::: Selected extract

Ireland on course to be fastest growing economy in world in 2020
CSO figures show sharp rebound in activity as lockdown measures were lifted
The Irish economy rebounded sharply in the third quarter of 2020, growing by a near record 11.1 per cent, as the easing of coronavirus restrictions triggered a resurgence in activity across all sectors.
This puts Ireland on course to be the fastest growing economy in the world in 2020, Goodbody Stockbrokers said. It now expects the Irish economy to grow by 1-2 per cent in gross domestic product (GDP) terms this year.
Most industrialised countries, with the exception of China, are expected to record an economic contraction this year.
The stronger-than-expected growth, detailed in the latest latest quarterly national accounts from the Central Statistics Office (CSO), follows a contraction of 3.2 per cent in the second quarter and 3.5 per cent in the first quarter.
The figures show sectors focused on the domestic market experienced significantly higher levels of economic activity, with construction activity jumping by 53 per cent.
Activity in the distribution, transport, hotels and restaurants sector, which had been severely impacted by the initial lockdown, grew by 46.9 per cent.
Growth also continued in the more globalised sectors with the pharma-dominated industry sector growing by 4.6 per cent while activity in the IT sector rose by 24.9 per cent in the quarter.
On the consumer side, personal spending on goods and services grew by 21 per cent in the quarter. This tallies with a sharp uptick in retail sales seen over the same period as consumer activity resumed.
The rebound is likely to be short-lived, however, with the reintroduction of lockdown measures in the fourth quarter expected to curtail economic activity again.
Overall, GDP, the standard measure of growth, is estimated to have increased by 11.1 per cent between July and September, driven largely by the increases in personal spending, and to be up by 8.1 per cent in annualised terms.
The bounce was also driven by growth of 5.7 per cent in exports of goods and services.
The State recorded a trade surplus - the value of exports over imports - of €41 billion for the quarter as pharma and IT exports grew rapidly as a result of the crisis.
Gross National Product (GNP), a measure of economic activity that excludes the profits of multinationals, contracted by 1.9 per cent, reflecting what the CSO said was a significant increase in multinational profit outflows.

::::::

Problem set —
• a. Decide whether each statement below agrees with the article on Ireland's economy, answering yes or no and quoting the words of the article that settle it. (i) Construction activity rose by 53 per cent in the third quarter. (ii) Gross National Product grew by 1.9 per cent. (iii) Exports of goods and services grew by 5.7 per cent.
• b. Rewrite the passage of the article on Ireland's economy starting at "This puts Ireland" and ending at "contraction this year.", swapping "industrialised countries" for "advanced economies".

::: Entries provided

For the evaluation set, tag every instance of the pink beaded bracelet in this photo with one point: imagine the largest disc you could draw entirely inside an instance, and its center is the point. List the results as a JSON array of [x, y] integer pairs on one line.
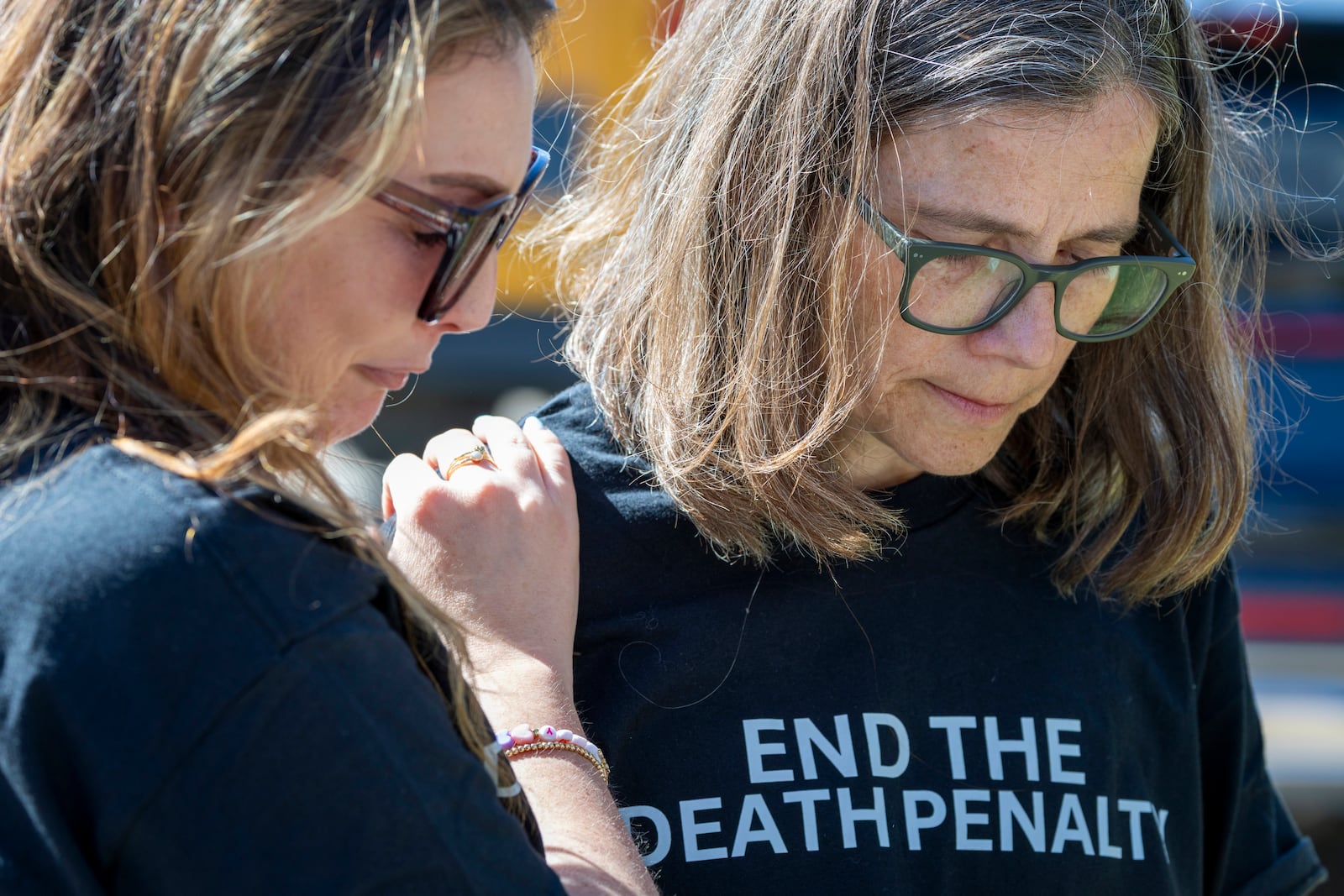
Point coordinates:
[[524, 739]]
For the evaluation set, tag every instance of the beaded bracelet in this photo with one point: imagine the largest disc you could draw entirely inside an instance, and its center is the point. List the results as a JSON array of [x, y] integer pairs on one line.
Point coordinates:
[[524, 739]]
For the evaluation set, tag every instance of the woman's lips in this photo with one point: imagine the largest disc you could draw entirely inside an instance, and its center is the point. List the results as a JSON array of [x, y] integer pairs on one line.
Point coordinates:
[[972, 409], [390, 380]]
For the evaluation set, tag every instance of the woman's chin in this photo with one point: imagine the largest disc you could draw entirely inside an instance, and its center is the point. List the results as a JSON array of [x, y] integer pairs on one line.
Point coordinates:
[[351, 418]]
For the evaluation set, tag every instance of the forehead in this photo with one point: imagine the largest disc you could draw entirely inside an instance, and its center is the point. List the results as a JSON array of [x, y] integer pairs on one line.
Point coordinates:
[[477, 117], [1026, 156]]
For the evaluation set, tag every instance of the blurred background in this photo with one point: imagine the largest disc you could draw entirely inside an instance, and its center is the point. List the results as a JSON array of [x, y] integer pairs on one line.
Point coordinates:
[[1294, 560]]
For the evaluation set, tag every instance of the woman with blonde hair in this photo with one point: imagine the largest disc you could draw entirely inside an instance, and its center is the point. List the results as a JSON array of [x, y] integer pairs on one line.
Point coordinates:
[[228, 230], [918, 422]]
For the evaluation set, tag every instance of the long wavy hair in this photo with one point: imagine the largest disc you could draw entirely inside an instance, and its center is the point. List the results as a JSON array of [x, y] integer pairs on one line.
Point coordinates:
[[705, 261], [152, 155]]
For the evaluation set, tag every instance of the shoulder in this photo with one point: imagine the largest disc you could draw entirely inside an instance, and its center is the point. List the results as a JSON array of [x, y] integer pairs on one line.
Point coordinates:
[[108, 532], [131, 594], [615, 486]]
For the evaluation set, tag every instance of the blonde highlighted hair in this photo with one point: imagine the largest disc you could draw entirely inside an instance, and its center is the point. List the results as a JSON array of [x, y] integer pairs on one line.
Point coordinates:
[[152, 154], [705, 261]]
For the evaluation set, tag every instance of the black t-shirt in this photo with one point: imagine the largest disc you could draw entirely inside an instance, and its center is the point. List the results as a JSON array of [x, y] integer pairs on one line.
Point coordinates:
[[941, 720], [201, 699]]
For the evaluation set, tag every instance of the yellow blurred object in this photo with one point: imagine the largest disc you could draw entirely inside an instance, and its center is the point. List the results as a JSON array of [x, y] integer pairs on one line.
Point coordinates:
[[595, 49]]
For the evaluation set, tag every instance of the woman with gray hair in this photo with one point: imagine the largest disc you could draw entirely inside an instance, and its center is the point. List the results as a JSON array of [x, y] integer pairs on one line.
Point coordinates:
[[228, 230], [918, 422]]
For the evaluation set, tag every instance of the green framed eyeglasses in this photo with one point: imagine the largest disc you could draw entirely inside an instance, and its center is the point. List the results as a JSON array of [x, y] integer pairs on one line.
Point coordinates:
[[958, 289]]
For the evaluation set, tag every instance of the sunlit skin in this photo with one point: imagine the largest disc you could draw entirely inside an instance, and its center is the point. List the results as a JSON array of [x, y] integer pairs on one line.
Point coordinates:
[[343, 325], [1050, 187]]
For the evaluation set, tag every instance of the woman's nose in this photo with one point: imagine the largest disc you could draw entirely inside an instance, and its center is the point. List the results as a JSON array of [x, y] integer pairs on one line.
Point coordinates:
[[1026, 336]]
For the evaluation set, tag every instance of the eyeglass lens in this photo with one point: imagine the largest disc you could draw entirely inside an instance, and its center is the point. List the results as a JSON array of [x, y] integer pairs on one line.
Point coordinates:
[[965, 289], [468, 244]]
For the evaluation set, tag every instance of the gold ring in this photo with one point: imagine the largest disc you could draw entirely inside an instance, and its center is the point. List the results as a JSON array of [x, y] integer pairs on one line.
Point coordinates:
[[465, 458]]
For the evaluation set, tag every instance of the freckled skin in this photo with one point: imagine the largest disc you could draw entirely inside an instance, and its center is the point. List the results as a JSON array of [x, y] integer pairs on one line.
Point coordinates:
[[344, 308], [945, 403]]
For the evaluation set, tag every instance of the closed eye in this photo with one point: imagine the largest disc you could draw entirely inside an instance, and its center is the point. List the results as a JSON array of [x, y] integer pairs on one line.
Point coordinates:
[[430, 238]]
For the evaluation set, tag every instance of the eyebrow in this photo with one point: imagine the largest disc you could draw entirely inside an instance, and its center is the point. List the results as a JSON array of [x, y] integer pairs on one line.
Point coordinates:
[[981, 223], [487, 186]]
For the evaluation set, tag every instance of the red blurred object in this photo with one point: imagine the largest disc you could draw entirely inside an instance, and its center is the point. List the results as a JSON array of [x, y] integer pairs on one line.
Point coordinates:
[[1292, 616]]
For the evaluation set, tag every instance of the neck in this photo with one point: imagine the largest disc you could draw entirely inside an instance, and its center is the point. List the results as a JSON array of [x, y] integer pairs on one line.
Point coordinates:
[[873, 465]]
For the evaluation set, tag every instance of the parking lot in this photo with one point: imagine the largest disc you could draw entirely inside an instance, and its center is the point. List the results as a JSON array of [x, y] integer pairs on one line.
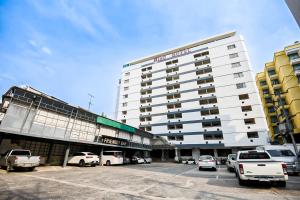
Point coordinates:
[[144, 181]]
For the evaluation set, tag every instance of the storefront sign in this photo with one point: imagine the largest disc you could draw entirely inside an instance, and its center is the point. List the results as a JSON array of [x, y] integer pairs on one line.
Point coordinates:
[[175, 54], [114, 141]]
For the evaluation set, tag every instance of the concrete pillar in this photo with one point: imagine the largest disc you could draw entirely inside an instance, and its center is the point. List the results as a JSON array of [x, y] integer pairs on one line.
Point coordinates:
[[101, 156], [196, 154], [177, 155], [163, 157], [66, 156], [49, 153]]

::::::

Solutions for each task —
• a.
(i) Yes: "with construction activity jumping by 53 per cent."
(ii) No: "Gross National Product (GNP), a measure of economic activity that excludes the profits of multinationals, contracted by 1.9 per cent"
(iii) Yes: "The bounce was also driven by growth of 5.7 per cent in exports of goods and services."

• b.
This puts Ireland on course to be the fastest growing economy in the world in 2020, Goodbody Stockbrokers said. It now expects the Irish economy to grow by 1-2 per cent in gross domestic product (GDP) terms this year.
Most advanced economies, with the exception of China, are expected to record an economic contraction this year.